- [AIM OF THE EXERCISE]: Write out each of the following lines with every character unchanged.

- [INFORMATION SHOWN]:
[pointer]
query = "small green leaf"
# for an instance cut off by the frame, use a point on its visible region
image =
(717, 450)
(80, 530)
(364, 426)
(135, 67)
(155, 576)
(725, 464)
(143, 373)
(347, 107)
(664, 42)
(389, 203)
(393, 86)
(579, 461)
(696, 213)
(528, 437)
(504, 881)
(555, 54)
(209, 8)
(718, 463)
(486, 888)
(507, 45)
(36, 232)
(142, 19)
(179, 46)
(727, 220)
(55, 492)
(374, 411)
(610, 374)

- [RESPONSE]:
[pointer]
query = "small green leaf"
# for an instance cut off by the frame, use a point on its visible region
image =
(717, 450)
(80, 530)
(364, 426)
(135, 67)
(155, 576)
(725, 464)
(143, 373)
(347, 107)
(664, 42)
(389, 203)
(393, 86)
(579, 461)
(696, 213)
(528, 437)
(504, 881)
(555, 54)
(209, 8)
(718, 463)
(486, 888)
(507, 45)
(36, 232)
(142, 19)
(179, 46)
(727, 220)
(55, 492)
(374, 411)
(610, 374)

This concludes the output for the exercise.